* _Quoted passage_
########
Cheetah took her place later that day,
dining out on some antelope and chardonnay.
Her genius plan was to sucker them in,
(Tourist think animals are actually quite dim.)

The pseudo-dim nature of animals as drawn in this sly piece, illustrates well that animals are anything but less than intelligent. Throughout this entire series of poems, deft with wit, charm and death, the reader gets a sense of a political undertone akin to George Orwell’s Animal Farm.  

The poem, FLY, takes on an order of regiment almost like something from the military. The FLY has a Kamikaze moment in the 4th and 5th refrains where he mapped out where he would land on a mountain of “sugary goodness.”  The human character in this poem, Brian, kills the FLY with a paper – the FLY left grossly broken.

GOLDFISH wanders aimlessly…

The tee-total villain of this book falls under the letter “H”.  HUMAN.  Survival of the fittest – a human trait is smartly illustrated with the examples of both keen actions as well as “boneheaded” maneuvers.  In stanza four, we read “Some of the animals left out of this work, were omitted because HUMAN is a jerk!”  It is a plain fact that HUMAN is abusive to God-given gifts.

We jump to “J” – Jaguar. A lush because Cheetah is faster – a bit of irony because humans are aghast with competition. It is consuming and dangerous.  Jaguar raced in a human machine, The Jag.  “He whooped it up in front of the cat girls – promising them a ride – a whirl.”  We go back to how Cheetah cannot be beaten and Jaguar had been eaten.  Two Jags, no match for Cheetah.

K. Kakapo. What in the world is a Kakapo? A flightless bird, a type of parrot.  This is a poem of environmental issues.  This animal is marked for extinction.  Their obese bodies leave them vulnerable, only wishing that they could fly.  Sleeping in the daytime, they fall prey, VICTIMS to predators. Ultimately HUMANS stole the Kakapo for money.

MANTA RAY is another environmental poem. The ray is a “Dirt Devil” of the ocean floor; cleaning himself with water (ablutions). HUMAN again brings Manta Ray to his doom.  Gills filled with plastic – an environment hosting toxin, polluting the vast sea.

NARWHAL – a small arctic whale, an entrepreneur of sorts. This poem exercises the technique of assonance in parts of the piece. Not true rhyme in all places, but aptly written with resemblances of sounds.

The OX brings humor, the PLATYPUS brings us back to threats of death and doom, not being an agile creature, he found himself often ridiculed UNTIL he exercised the poison in his feet.  The evens out the inequalities.  QUAIL in Tokyo – a Zen creature. We get into a wild ride when REIGNDEER enters the book.  There is an uprising against Santa. This long poem, also environmental by nature, takes on traits of “Twas The Night Before Christmas.”  Santa is not so jovial and Mrs. Claus is the support system for the cause of Christmas.
########
* _Extracted material_
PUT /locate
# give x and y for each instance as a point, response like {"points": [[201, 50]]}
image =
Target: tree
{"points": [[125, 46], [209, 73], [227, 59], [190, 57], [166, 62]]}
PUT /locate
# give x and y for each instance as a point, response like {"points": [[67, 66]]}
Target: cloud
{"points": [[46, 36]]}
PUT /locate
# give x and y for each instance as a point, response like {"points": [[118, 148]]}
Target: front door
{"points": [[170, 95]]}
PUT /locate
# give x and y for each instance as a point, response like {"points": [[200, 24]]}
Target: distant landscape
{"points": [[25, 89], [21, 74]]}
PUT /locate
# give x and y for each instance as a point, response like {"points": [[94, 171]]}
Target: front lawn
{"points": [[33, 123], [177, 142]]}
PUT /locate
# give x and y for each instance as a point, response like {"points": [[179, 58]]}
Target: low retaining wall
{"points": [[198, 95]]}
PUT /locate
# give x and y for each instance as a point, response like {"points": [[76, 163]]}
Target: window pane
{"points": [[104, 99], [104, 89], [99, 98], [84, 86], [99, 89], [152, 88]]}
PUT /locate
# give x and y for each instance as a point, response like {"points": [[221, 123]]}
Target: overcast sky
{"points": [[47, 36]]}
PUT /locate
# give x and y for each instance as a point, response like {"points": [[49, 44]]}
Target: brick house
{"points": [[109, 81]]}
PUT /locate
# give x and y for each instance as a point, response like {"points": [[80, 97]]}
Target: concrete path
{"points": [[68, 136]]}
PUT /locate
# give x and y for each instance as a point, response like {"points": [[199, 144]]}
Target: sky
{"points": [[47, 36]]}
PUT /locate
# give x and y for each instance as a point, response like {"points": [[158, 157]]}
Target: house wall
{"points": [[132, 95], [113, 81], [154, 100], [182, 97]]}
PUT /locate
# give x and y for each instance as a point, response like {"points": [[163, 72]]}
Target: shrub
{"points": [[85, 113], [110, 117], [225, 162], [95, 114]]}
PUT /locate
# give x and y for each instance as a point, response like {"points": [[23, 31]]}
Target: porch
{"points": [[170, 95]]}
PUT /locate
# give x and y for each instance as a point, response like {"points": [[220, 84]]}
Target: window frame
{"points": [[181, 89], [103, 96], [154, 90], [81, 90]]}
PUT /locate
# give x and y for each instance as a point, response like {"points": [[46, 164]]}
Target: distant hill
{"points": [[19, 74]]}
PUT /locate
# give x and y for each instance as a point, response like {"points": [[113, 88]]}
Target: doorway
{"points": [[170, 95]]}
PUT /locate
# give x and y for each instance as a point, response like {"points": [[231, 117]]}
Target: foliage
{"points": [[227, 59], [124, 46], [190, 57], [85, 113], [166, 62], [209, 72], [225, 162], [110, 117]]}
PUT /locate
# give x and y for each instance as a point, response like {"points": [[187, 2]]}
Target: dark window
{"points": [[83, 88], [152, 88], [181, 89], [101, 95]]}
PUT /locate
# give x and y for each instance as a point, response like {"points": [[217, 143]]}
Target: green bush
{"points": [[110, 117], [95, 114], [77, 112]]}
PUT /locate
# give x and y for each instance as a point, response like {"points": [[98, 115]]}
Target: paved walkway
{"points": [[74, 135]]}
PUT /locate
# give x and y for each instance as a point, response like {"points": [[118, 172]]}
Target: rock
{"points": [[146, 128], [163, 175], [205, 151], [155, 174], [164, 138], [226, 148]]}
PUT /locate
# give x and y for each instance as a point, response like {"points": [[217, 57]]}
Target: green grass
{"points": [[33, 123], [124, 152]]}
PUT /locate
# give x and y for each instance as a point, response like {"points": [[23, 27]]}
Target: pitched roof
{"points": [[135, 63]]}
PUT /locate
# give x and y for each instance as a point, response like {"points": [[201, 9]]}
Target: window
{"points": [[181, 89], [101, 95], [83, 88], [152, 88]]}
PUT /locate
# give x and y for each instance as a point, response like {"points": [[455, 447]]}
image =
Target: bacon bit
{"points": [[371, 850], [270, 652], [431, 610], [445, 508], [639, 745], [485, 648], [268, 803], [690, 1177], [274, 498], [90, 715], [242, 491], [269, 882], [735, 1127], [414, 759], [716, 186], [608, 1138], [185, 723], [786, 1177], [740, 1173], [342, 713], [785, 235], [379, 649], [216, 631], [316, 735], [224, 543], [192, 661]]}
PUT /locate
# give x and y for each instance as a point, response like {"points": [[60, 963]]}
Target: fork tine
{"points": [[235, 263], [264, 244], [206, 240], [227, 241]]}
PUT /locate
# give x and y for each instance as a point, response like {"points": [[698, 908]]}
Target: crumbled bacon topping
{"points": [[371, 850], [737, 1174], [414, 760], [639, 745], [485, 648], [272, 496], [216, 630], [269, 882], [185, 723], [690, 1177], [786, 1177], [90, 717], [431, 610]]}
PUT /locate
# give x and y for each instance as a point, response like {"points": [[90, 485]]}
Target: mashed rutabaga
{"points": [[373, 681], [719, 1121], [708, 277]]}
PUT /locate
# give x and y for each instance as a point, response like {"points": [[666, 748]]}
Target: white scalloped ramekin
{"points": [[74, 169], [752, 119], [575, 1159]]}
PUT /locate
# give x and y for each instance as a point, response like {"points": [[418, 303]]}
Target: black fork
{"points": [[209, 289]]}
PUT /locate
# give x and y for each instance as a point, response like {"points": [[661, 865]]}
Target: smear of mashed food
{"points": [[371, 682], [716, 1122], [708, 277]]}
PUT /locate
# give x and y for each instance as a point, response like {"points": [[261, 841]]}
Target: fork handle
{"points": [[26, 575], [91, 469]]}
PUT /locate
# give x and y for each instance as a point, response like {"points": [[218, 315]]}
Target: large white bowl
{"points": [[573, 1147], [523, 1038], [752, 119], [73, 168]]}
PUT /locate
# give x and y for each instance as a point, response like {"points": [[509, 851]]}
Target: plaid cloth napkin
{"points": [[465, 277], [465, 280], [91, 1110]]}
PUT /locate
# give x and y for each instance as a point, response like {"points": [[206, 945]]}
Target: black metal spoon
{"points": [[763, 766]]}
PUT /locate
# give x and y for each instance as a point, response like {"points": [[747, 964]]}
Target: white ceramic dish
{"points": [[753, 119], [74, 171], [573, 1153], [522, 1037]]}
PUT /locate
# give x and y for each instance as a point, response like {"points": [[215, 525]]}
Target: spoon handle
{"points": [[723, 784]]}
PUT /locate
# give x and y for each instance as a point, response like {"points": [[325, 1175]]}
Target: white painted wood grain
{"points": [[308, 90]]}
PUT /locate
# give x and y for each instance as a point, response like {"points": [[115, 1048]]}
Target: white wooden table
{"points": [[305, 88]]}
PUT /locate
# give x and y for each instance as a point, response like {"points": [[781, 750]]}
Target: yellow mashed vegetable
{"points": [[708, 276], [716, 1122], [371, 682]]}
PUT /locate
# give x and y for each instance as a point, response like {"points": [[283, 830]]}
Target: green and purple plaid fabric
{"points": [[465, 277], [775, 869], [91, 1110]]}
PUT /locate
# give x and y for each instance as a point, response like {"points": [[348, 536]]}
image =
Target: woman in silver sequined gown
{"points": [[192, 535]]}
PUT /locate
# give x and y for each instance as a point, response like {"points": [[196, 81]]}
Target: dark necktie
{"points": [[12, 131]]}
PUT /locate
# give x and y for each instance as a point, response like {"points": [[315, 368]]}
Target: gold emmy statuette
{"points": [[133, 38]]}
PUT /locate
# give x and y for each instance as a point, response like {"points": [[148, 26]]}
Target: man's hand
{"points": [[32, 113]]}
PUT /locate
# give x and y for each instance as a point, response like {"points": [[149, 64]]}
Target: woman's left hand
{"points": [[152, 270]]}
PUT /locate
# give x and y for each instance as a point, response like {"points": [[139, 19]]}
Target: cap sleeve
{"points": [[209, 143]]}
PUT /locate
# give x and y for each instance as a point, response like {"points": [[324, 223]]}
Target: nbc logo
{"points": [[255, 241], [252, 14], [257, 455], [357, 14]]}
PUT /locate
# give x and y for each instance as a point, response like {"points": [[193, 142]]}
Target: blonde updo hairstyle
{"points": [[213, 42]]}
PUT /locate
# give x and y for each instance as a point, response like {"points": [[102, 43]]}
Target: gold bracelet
########
* _What needs to be done_
Copy the stretch of the poetry review from "Her genius plan" through "left grossly broken." word for word.

* _Written reply_
Her genius plan was to sucker them in,
(Tourist think animals are actually quite dim.)

The pseudo-dim nature of animals as drawn in this sly piece, illustrates well that animals are anything but less than intelligent. Throughout this entire series of poems, deft with wit, charm and death, the reader gets a sense of a political undertone akin to George Orwell’s Animal Farm.  

The poem, FLY, takes on an order of regiment almost like something from the military. The FLY has a Kamikaze moment in the 4th and 5th refrains where he mapped out where he would land on a mountain of “sugary goodness.”  The human character in this poem, Brian, kills the FLY with a paper – the FLY left grossly broken.